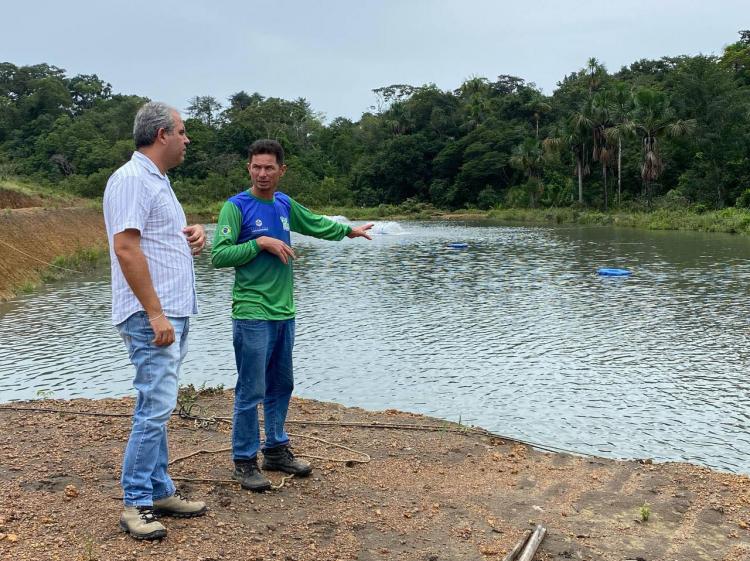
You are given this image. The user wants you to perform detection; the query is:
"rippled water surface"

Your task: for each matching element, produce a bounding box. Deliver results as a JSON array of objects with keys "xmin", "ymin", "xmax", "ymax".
[{"xmin": 0, "ymin": 222, "xmax": 750, "ymax": 473}]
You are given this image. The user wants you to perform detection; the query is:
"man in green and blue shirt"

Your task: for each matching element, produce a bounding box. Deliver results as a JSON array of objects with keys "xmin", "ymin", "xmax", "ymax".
[{"xmin": 211, "ymin": 140, "xmax": 372, "ymax": 491}]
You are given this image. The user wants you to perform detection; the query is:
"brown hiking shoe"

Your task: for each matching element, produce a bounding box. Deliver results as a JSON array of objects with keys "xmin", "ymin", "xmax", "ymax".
[
  {"xmin": 263, "ymin": 445, "xmax": 312, "ymax": 477},
  {"xmin": 154, "ymin": 491, "xmax": 208, "ymax": 518},
  {"xmin": 120, "ymin": 506, "xmax": 167, "ymax": 540}
]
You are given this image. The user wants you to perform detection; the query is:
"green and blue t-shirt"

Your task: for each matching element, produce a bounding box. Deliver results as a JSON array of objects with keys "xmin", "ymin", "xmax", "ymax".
[{"xmin": 211, "ymin": 191, "xmax": 351, "ymax": 320}]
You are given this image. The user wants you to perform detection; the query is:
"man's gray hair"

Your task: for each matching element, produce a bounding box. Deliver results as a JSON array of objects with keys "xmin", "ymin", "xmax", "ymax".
[{"xmin": 133, "ymin": 101, "xmax": 177, "ymax": 149}]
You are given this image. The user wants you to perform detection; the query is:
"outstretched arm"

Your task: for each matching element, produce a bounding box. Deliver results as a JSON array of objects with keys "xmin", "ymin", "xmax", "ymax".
[
  {"xmin": 289, "ymin": 199, "xmax": 352, "ymax": 238},
  {"xmin": 346, "ymin": 222, "xmax": 374, "ymax": 240}
]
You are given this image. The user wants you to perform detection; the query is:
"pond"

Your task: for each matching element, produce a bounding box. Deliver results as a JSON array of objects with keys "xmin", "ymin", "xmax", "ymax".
[{"xmin": 0, "ymin": 222, "xmax": 750, "ymax": 473}]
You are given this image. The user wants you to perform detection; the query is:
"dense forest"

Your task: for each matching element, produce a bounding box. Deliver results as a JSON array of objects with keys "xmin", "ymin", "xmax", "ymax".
[{"xmin": 0, "ymin": 30, "xmax": 750, "ymax": 210}]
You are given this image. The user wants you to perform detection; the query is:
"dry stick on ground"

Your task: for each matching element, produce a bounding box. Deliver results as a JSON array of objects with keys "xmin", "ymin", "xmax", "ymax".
[
  {"xmin": 503, "ymin": 530, "xmax": 531, "ymax": 561},
  {"xmin": 518, "ymin": 524, "xmax": 547, "ymax": 561}
]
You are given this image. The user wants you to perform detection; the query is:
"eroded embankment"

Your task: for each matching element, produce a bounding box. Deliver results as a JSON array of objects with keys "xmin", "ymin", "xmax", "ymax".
[{"xmin": 0, "ymin": 207, "xmax": 107, "ymax": 300}]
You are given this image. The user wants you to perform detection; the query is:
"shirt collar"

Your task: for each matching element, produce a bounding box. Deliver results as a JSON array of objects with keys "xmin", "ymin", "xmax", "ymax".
[{"xmin": 130, "ymin": 150, "xmax": 167, "ymax": 179}]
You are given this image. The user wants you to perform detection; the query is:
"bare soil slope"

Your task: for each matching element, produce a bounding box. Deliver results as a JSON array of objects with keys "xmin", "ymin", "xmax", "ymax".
[{"xmin": 0, "ymin": 206, "xmax": 107, "ymax": 300}]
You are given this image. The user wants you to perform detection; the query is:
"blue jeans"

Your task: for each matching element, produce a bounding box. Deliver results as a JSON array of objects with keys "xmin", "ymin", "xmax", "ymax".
[
  {"xmin": 117, "ymin": 312, "xmax": 189, "ymax": 506},
  {"xmin": 232, "ymin": 319, "xmax": 294, "ymax": 460}
]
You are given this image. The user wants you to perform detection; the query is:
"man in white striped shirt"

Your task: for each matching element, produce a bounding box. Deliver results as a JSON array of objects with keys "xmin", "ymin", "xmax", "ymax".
[{"xmin": 103, "ymin": 102, "xmax": 206, "ymax": 539}]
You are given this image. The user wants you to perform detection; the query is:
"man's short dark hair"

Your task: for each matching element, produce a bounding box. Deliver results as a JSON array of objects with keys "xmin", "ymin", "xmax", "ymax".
[{"xmin": 247, "ymin": 138, "xmax": 284, "ymax": 166}]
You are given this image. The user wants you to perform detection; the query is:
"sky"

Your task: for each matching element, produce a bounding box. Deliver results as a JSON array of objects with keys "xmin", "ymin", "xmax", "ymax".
[{"xmin": 0, "ymin": 0, "xmax": 750, "ymax": 121}]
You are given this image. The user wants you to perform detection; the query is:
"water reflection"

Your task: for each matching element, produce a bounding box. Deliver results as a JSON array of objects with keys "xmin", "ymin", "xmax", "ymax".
[{"xmin": 0, "ymin": 223, "xmax": 750, "ymax": 472}]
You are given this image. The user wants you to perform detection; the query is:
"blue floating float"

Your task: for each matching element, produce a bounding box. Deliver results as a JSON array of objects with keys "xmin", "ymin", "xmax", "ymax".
[{"xmin": 596, "ymin": 268, "xmax": 630, "ymax": 277}]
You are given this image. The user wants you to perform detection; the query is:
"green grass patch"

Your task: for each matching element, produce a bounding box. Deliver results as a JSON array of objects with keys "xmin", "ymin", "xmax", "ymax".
[{"xmin": 485, "ymin": 207, "xmax": 750, "ymax": 234}]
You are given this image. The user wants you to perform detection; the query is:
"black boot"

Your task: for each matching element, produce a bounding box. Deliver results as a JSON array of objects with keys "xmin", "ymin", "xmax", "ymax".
[
  {"xmin": 232, "ymin": 458, "xmax": 271, "ymax": 492},
  {"xmin": 263, "ymin": 445, "xmax": 312, "ymax": 477}
]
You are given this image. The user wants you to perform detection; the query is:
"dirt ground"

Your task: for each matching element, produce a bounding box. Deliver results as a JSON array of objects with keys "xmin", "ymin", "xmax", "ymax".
[
  {"xmin": 0, "ymin": 206, "xmax": 107, "ymax": 301},
  {"xmin": 0, "ymin": 392, "xmax": 750, "ymax": 561}
]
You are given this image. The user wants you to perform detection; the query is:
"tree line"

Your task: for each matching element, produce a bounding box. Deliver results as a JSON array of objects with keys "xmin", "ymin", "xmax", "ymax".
[{"xmin": 0, "ymin": 30, "xmax": 750, "ymax": 209}]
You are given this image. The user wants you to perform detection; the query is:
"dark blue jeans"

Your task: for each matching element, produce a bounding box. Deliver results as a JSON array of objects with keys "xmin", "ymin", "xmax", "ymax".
[{"xmin": 232, "ymin": 319, "xmax": 294, "ymax": 460}]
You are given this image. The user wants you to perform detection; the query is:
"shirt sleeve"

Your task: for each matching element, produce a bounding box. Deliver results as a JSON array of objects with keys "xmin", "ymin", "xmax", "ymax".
[
  {"xmin": 104, "ymin": 176, "xmax": 155, "ymax": 234},
  {"xmin": 211, "ymin": 201, "xmax": 260, "ymax": 268},
  {"xmin": 289, "ymin": 199, "xmax": 352, "ymax": 241}
]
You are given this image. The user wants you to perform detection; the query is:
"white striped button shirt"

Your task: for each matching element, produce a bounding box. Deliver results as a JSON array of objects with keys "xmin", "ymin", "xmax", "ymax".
[{"xmin": 103, "ymin": 151, "xmax": 198, "ymax": 325}]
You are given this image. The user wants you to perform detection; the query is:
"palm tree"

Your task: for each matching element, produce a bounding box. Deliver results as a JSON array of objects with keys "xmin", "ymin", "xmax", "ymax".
[
  {"xmin": 604, "ymin": 82, "xmax": 634, "ymax": 205},
  {"xmin": 510, "ymin": 138, "xmax": 544, "ymax": 208},
  {"xmin": 631, "ymin": 88, "xmax": 696, "ymax": 204},
  {"xmin": 526, "ymin": 95, "xmax": 552, "ymax": 140},
  {"xmin": 542, "ymin": 111, "xmax": 591, "ymax": 204},
  {"xmin": 587, "ymin": 90, "xmax": 614, "ymax": 210}
]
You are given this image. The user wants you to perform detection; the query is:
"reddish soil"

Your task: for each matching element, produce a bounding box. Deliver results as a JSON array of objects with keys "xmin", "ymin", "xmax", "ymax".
[
  {"xmin": 0, "ymin": 206, "xmax": 107, "ymax": 300},
  {"xmin": 0, "ymin": 392, "xmax": 750, "ymax": 561}
]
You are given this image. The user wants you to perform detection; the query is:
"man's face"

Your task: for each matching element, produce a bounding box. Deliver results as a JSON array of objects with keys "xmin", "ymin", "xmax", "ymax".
[
  {"xmin": 164, "ymin": 112, "xmax": 190, "ymax": 169},
  {"xmin": 247, "ymin": 154, "xmax": 286, "ymax": 199}
]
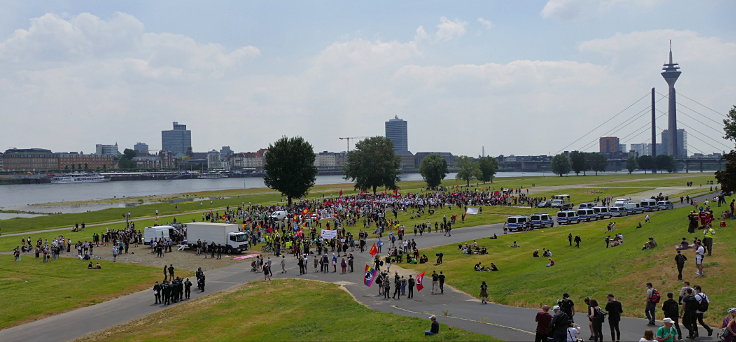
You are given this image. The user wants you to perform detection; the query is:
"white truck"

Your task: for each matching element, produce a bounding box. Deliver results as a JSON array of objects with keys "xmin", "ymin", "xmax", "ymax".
[{"xmin": 186, "ymin": 222, "xmax": 248, "ymax": 254}]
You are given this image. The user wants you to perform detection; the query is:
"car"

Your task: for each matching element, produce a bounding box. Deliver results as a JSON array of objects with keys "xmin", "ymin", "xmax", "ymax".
[
  {"xmin": 557, "ymin": 210, "xmax": 580, "ymax": 225},
  {"xmin": 503, "ymin": 215, "xmax": 531, "ymax": 232},
  {"xmin": 591, "ymin": 207, "xmax": 611, "ymax": 220},
  {"xmin": 608, "ymin": 207, "xmax": 629, "ymax": 217},
  {"xmin": 530, "ymin": 213, "xmax": 555, "ymax": 228},
  {"xmin": 639, "ymin": 198, "xmax": 659, "ymax": 211},
  {"xmin": 657, "ymin": 200, "xmax": 675, "ymax": 210},
  {"xmin": 577, "ymin": 209, "xmax": 598, "ymax": 222}
]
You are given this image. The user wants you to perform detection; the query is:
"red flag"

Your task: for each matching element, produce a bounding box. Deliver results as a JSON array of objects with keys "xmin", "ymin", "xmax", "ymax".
[
  {"xmin": 368, "ymin": 243, "xmax": 378, "ymax": 256},
  {"xmin": 417, "ymin": 272, "xmax": 424, "ymax": 291}
]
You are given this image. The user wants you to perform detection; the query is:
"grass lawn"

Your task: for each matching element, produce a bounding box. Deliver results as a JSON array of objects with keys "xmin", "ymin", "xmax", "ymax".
[
  {"xmin": 79, "ymin": 279, "xmax": 497, "ymax": 341},
  {"xmin": 401, "ymin": 198, "xmax": 736, "ymax": 324},
  {"xmin": 0, "ymin": 255, "xmax": 161, "ymax": 329}
]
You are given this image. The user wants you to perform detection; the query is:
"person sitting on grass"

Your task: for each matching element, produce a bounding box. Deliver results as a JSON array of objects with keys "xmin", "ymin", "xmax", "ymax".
[{"xmin": 641, "ymin": 237, "xmax": 657, "ymax": 250}]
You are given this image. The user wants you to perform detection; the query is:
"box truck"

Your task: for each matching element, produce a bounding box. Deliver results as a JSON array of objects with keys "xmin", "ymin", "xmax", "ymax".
[{"xmin": 187, "ymin": 222, "xmax": 248, "ymax": 253}]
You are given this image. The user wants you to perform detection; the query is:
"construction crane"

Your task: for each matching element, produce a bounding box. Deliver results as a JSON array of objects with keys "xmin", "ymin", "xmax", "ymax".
[{"xmin": 338, "ymin": 137, "xmax": 367, "ymax": 152}]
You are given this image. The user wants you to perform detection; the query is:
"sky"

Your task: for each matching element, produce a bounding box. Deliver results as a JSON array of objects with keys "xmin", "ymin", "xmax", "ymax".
[{"xmin": 0, "ymin": 0, "xmax": 736, "ymax": 156}]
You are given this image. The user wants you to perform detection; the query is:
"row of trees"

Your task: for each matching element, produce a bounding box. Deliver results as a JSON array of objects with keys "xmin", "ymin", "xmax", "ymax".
[{"xmin": 551, "ymin": 151, "xmax": 675, "ymax": 176}]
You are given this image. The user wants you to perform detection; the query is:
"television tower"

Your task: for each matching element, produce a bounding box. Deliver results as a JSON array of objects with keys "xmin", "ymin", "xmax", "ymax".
[{"xmin": 662, "ymin": 40, "xmax": 681, "ymax": 158}]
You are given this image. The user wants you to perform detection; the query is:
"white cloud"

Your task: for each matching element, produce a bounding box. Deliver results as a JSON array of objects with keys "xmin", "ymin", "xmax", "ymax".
[
  {"xmin": 542, "ymin": 0, "xmax": 662, "ymax": 20},
  {"xmin": 435, "ymin": 17, "xmax": 468, "ymax": 42},
  {"xmin": 478, "ymin": 18, "xmax": 493, "ymax": 30}
]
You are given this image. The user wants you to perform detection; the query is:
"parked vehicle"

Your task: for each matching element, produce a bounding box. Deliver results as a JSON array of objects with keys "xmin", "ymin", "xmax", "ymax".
[
  {"xmin": 657, "ymin": 200, "xmax": 675, "ymax": 210},
  {"xmin": 591, "ymin": 207, "xmax": 611, "ymax": 220},
  {"xmin": 557, "ymin": 210, "xmax": 580, "ymax": 225},
  {"xmin": 187, "ymin": 222, "xmax": 248, "ymax": 254},
  {"xmin": 143, "ymin": 226, "xmax": 177, "ymax": 245},
  {"xmin": 530, "ymin": 213, "xmax": 555, "ymax": 228},
  {"xmin": 503, "ymin": 215, "xmax": 531, "ymax": 232},
  {"xmin": 577, "ymin": 209, "xmax": 598, "ymax": 222},
  {"xmin": 639, "ymin": 198, "xmax": 659, "ymax": 211},
  {"xmin": 608, "ymin": 207, "xmax": 629, "ymax": 217}
]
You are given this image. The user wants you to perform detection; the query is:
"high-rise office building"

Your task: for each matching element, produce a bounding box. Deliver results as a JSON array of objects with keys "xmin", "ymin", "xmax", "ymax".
[
  {"xmin": 662, "ymin": 128, "xmax": 687, "ymax": 158},
  {"xmin": 161, "ymin": 121, "xmax": 192, "ymax": 158},
  {"xmin": 133, "ymin": 142, "xmax": 148, "ymax": 156},
  {"xmin": 386, "ymin": 115, "xmax": 409, "ymax": 154},
  {"xmin": 599, "ymin": 137, "xmax": 619, "ymax": 153}
]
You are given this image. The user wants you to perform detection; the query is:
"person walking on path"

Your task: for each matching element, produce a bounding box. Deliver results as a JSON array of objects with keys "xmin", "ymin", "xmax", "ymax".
[
  {"xmin": 406, "ymin": 274, "xmax": 416, "ymax": 299},
  {"xmin": 437, "ymin": 271, "xmax": 445, "ymax": 294},
  {"xmin": 480, "ymin": 281, "xmax": 488, "ymax": 304},
  {"xmin": 644, "ymin": 283, "xmax": 660, "ymax": 326},
  {"xmin": 693, "ymin": 285, "xmax": 713, "ymax": 336},
  {"xmin": 655, "ymin": 317, "xmax": 677, "ymax": 342},
  {"xmin": 662, "ymin": 292, "xmax": 682, "ymax": 340},
  {"xmin": 606, "ymin": 294, "xmax": 624, "ymax": 342},
  {"xmin": 675, "ymin": 249, "xmax": 687, "ymax": 280},
  {"xmin": 536, "ymin": 304, "xmax": 552, "ymax": 342}
]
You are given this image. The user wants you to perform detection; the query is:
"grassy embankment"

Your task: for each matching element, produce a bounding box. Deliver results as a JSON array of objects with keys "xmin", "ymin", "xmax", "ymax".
= = =
* **Instruction**: Show each line of the material above that contains the string "shirt". Case counts.

* **Completed exercise**:
"man in green and blue shirt"
"green and blue t-shirt"
"shirt collar"
"man in white striped shirt"
"shirt sleeve"
"white striped button shirt"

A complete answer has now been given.